=== Required task 1 ===
In the forum thread, what does Plato's Republic say is essential for the proper function of the polis?
=== Required task 2 ===
In the forum thread, take the part that begins with "And Aristotle says" and stops after "himself before speaking.", and rename "Agora" to "assembly" in it.

We've (in political science) been trying to study democratization in a
formal/quantitative way for at least the last 50 years, and every single
explanation we come up with, however many variables we put into our
regression, fails to informatively explain the data. We have too poor a grasp
on the independent variables (what they are, how to measure them, etc.), too
poor a collective definition of democracy ("I know it when I see it",
essentially), and way way too little data to make definitive causal models.
Running experiments to test our hypotheses would take decades, at least, so
instead we mine through historical data looking for trends. As Feynman said,
“To report a significant result and reject the null in favor of an alternative
hypothesis is meaningless unless the alternative hypothesis has been stated
before the data was obtained.”

------
maudineormsby
Very interesting, but nothing new. Plato's Republic says functionally the same
thing - that an educated citizenry is essential for the proper function of the
polis. Plato takes it to an extreme in the Republic, and people are still
arguing whether or not he was serious about the extent to which he argues the
point, but he definitely argued that education was essential.

And Aristotle says similar things in the Politics and Poetics. The citizens of
Athens who participated at the Agora were literate, concerned men
(unfortunately, only men).

The Roman Forum was open to any citizen, who bore the responsibility of
educating himself before speaking.

Even modern political philosophers recognize that without an educated
citizenry, democracy is impossible. Alexis de Toqueville in "Democracy in
America" found the concern of the commoner for the welfare of the nation to be
a key to the success of the American experiment of self-government under law.

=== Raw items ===
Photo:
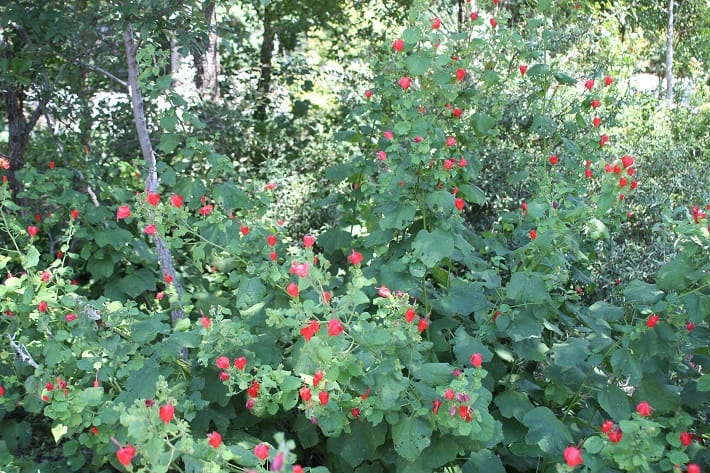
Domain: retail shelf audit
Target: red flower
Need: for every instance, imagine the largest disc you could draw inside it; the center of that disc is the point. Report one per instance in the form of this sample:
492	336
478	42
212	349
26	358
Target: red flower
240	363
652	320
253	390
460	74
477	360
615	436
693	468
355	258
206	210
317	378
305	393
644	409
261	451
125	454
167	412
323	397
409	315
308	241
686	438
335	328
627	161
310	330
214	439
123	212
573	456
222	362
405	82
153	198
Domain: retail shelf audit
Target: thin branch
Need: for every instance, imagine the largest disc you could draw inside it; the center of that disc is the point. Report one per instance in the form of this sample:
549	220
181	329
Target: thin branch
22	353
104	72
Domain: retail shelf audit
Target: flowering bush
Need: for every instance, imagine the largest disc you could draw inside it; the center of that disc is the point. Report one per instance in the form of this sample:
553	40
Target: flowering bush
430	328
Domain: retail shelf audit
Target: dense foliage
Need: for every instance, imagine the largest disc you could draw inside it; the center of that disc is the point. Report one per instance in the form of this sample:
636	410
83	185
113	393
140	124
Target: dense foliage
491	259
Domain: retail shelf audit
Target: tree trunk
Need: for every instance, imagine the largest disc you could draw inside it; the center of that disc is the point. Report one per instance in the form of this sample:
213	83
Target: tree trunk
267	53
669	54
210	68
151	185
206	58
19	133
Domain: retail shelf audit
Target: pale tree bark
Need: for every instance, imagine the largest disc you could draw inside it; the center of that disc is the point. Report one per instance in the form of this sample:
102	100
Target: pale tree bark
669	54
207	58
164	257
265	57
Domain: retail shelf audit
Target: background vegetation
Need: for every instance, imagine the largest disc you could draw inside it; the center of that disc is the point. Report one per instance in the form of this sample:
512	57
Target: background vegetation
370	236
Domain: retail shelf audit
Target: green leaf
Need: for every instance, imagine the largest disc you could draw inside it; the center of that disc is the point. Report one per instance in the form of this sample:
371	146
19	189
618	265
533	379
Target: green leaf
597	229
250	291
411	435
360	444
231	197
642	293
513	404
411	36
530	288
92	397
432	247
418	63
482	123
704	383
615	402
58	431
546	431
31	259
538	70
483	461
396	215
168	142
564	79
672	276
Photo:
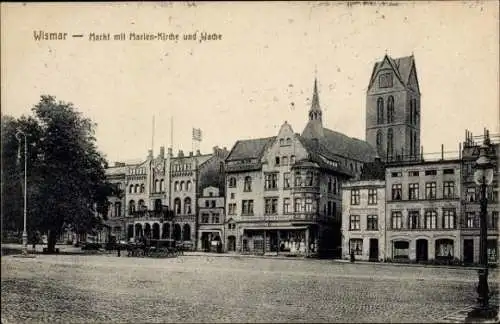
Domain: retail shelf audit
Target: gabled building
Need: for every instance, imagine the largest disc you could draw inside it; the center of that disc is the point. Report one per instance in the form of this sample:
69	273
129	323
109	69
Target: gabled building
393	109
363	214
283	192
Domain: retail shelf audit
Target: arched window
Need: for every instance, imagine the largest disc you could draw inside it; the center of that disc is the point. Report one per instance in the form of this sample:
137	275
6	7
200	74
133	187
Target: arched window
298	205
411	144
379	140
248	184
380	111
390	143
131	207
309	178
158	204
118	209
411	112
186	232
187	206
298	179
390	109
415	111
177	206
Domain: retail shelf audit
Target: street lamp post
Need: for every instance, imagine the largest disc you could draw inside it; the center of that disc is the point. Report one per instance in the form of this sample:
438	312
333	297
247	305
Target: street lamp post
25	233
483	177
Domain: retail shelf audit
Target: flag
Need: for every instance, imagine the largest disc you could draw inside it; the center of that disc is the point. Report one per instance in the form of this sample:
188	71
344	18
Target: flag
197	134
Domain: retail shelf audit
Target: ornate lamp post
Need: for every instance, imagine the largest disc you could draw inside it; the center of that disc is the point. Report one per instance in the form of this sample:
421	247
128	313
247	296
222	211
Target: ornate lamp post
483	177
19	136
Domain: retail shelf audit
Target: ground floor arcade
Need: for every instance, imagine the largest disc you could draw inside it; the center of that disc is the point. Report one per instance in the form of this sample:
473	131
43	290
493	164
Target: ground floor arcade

=== Correct answer 1 ===
An educated citizenry.

=== Correct answer 2 ===
And Aristotle says similar things in the Politics and Poetics. The citizens of
Athens who participated at the assembly were literate, concerned men
(unfortunately, only men).

The Roman Forum was open to any citizen, who bore the responsibility of
educating himself before speaking.